■ **TASK GOAL**
Rewrite the records from the line with "surface, one point per instance." through the line with "[[625, 1092]]" as a Markdown table with the columns No. and Text, one numbered row per line, leaving out blank lines. Include only those lines.

## begin EXTRACTED MATERIAL

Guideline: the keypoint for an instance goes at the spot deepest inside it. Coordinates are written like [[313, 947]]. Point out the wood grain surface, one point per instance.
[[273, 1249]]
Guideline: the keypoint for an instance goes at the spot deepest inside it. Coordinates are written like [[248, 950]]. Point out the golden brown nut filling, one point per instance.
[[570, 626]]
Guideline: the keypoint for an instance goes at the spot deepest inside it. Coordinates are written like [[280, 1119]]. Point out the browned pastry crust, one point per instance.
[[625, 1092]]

## end EXTRACTED MATERIAL
## begin EXTRACTED MATERIAL

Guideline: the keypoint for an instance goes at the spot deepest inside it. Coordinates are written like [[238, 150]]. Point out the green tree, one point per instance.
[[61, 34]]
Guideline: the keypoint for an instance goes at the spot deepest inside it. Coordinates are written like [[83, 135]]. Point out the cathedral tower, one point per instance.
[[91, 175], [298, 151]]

## end EXTRACTED MATERIAL

■ **FULL SOLUTION**
| No. | Text |
|---|---|
| 1 | Guideline: the keypoint for an instance goes at the spot deepest inside it. Coordinates are written like [[313, 947]]. Point out the wood grain surface, one point per instance. |
| 2 | [[273, 1249]] |
| 3 | Guideline: the keypoint for an instance goes at the spot deepest inside it. Coordinates are written like [[248, 950]]. Point out the golden brown nut filling, one point per instance. |
| 4 | [[570, 626]] |
| 5 | Guideline: the keypoint for an instance goes at the spot deepest inside it. Coordinates are written like [[280, 1119]]. Point out the browned pastry crust, one point per instance. |
| 6 | [[625, 1092]] |